» **Work item**
Below are the entries; give again exactly the lines from the one mentioning "Can you find the pink" through the one mentioning "Can you find the young", inclusive.

» **Listed entries**

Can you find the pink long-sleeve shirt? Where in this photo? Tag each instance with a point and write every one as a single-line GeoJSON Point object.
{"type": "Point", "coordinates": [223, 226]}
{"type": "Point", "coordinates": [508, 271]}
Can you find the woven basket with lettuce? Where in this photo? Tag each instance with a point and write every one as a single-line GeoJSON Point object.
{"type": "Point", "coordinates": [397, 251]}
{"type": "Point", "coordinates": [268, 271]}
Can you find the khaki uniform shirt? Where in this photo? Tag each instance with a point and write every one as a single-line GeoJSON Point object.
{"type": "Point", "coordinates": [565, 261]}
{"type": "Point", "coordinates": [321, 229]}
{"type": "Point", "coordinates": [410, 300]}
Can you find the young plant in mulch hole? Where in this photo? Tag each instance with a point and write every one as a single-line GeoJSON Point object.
---
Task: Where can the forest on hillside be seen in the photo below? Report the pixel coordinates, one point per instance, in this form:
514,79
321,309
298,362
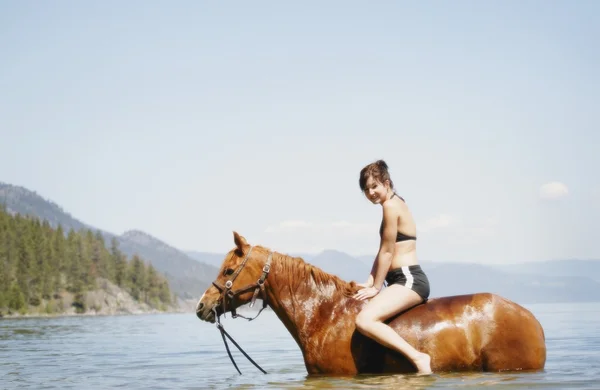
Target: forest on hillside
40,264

» **Response for this exercise**
Can you find the pink long-sleeve shirt? Where in this photo? Tag each instance with a point and write every one as a single-line GeoJSON Point object.
{"type": "Point", "coordinates": [223, 226]}
{"type": "Point", "coordinates": [508, 271]}
Can you find the woven basket with lettuce? Where in this photo? Tag each instance with a point and write every one as a single-line GeoJSON Point object.
{"type": "Point", "coordinates": [397, 251]}
{"type": "Point", "coordinates": [268, 271]}
Can you find the khaki uniform shirt? Where in this photo? Tag each instance with a point and write every one as a single-line GeoJSON Point object.
{"type": "Point", "coordinates": [565, 261]}
{"type": "Point", "coordinates": [321, 229]}
{"type": "Point", "coordinates": [410, 300]}
Can you find the young plant in mulch hole? Where in this photo? Tag each instance with a point and write every one as a single-line GeoJSON Point object.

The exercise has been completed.